====== DATA TO EXAMINE ======

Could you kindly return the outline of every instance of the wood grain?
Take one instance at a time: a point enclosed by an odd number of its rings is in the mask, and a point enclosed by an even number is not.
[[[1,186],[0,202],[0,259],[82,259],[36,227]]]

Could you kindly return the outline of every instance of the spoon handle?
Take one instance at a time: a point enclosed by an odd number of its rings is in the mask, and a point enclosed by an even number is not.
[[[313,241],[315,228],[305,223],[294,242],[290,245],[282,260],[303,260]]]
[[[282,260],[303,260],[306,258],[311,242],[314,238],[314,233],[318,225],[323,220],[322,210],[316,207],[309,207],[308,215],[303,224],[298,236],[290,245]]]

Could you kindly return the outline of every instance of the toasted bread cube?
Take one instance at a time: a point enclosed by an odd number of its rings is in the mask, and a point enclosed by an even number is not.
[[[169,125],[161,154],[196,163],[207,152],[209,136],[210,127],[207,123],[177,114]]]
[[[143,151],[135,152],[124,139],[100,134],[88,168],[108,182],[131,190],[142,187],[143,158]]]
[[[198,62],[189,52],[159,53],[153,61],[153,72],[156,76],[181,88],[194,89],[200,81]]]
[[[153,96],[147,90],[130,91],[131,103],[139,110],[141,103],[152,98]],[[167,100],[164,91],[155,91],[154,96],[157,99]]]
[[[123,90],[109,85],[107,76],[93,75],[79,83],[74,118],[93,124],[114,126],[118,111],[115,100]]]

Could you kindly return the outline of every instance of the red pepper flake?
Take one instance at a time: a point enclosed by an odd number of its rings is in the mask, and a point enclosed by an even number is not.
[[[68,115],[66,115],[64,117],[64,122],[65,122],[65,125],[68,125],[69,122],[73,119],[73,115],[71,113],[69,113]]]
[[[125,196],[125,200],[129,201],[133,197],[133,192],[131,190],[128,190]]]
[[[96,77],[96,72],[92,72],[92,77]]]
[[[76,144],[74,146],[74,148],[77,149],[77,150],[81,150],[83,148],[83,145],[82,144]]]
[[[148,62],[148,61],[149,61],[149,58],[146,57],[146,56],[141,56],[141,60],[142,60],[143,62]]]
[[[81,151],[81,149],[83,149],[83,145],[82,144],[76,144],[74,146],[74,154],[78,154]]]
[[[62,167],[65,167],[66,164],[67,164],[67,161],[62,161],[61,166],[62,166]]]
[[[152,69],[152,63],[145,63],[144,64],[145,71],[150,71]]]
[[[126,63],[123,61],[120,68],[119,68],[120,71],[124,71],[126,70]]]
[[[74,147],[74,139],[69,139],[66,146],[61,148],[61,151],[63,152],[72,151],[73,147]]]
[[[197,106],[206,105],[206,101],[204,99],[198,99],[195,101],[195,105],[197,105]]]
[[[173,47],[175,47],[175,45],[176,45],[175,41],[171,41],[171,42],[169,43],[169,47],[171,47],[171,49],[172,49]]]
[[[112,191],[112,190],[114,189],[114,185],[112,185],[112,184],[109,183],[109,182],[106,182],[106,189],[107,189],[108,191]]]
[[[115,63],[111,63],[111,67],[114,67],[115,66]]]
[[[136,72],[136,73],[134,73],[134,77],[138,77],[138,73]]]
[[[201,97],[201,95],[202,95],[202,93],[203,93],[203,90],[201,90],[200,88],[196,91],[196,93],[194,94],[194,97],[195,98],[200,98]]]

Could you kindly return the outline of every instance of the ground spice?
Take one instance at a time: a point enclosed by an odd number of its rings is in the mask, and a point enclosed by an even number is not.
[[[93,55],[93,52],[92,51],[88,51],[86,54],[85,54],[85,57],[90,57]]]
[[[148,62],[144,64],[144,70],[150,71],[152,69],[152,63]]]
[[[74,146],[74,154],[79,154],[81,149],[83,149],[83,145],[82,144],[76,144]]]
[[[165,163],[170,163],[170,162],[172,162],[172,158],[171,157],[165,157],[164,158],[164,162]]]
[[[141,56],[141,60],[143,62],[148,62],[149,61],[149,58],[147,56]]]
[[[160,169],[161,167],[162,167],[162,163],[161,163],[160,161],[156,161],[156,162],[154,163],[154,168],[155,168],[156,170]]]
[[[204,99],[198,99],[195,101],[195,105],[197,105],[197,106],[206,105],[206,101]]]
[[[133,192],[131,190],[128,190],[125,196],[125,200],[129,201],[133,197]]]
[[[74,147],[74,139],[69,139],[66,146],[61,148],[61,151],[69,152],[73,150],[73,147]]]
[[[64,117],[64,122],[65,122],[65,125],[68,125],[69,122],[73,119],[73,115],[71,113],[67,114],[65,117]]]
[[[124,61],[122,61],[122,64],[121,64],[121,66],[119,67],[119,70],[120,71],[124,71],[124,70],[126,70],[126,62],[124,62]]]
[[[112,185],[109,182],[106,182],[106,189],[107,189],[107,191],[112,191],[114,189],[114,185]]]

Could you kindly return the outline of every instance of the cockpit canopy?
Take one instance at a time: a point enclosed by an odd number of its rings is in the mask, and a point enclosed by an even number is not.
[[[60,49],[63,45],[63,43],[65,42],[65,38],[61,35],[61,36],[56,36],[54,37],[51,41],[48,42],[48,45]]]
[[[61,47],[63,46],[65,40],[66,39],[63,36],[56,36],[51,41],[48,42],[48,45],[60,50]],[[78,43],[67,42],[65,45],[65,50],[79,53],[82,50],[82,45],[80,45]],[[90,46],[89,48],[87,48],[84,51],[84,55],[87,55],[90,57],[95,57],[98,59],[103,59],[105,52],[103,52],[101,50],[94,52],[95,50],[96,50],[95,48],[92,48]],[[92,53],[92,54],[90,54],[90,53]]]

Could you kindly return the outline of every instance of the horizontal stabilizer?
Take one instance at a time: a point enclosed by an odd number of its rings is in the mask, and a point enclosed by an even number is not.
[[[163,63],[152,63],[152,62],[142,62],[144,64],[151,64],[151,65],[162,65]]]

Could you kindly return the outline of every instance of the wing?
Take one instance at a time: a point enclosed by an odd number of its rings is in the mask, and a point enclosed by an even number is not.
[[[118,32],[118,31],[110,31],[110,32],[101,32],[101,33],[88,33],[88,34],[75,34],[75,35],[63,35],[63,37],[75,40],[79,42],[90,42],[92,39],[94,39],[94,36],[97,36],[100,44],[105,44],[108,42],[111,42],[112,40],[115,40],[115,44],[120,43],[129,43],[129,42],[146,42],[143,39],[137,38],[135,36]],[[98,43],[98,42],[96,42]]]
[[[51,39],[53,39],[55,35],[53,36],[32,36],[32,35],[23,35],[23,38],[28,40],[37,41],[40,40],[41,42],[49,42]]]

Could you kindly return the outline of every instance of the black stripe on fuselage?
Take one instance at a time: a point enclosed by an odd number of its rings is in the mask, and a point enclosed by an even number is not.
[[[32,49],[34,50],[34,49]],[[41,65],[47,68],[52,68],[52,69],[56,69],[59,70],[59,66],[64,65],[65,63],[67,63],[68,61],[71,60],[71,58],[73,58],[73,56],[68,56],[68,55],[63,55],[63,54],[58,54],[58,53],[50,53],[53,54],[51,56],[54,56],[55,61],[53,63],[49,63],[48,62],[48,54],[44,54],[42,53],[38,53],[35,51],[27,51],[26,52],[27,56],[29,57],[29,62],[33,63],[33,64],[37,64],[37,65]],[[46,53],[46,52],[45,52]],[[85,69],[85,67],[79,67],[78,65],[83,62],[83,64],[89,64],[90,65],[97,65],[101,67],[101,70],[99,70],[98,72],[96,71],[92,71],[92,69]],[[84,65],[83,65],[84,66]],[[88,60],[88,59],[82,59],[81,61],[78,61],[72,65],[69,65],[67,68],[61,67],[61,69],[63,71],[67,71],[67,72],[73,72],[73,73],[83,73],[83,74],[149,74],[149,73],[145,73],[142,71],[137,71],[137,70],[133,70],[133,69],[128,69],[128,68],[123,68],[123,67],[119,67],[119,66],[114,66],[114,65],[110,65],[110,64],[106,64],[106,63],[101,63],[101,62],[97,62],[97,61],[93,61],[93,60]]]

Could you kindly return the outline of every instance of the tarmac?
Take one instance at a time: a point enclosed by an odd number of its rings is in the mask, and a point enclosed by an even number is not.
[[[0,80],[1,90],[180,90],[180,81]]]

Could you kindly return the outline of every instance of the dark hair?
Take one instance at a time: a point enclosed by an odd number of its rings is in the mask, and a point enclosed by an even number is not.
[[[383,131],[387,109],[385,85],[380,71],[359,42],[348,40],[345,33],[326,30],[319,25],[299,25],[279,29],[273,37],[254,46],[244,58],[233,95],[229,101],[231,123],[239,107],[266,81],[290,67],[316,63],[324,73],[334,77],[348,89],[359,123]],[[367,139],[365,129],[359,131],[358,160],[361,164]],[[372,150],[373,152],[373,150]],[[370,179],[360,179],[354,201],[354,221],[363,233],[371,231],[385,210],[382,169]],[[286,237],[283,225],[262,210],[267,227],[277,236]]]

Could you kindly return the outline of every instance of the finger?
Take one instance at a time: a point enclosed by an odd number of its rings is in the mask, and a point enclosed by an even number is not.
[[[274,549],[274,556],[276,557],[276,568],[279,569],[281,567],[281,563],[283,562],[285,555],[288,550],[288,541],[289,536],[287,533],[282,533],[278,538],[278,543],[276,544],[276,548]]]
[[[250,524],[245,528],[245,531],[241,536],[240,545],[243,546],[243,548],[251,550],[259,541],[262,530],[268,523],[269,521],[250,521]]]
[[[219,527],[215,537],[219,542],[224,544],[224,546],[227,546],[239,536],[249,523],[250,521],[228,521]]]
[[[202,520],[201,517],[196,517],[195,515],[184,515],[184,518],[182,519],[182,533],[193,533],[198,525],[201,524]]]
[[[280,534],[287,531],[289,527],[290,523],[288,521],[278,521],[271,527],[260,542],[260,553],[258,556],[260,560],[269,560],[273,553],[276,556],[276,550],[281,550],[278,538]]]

======

YOUR GOAL -> From the records above, copy every line that holds the word "Could".

REPLY ->
Could you kindly return the outline of every instance of the wood grain?
Could you kindly return the outline of every instance of the spoon handle?
Could you kindly return the outline of every instance of the toasted bread cube?
Could you kindly return the outline of every instance of the red pepper flake?
Could you kindly return the outline of every instance of the ground spice?
Could you kindly return the outline of every instance of the cockpit canopy?
Could you kindly return the outline of every instance of the horizontal stabilizer?
Could you kindly return the outline of every instance of the wing?
Could you kindly return the outline of every instance of the black stripe on fuselage?
Could you kindly return the outline of every instance of the tarmac?
Could you kindly return the outline of every instance of the dark hair?
Could you kindly return the outline of every instance of the finger?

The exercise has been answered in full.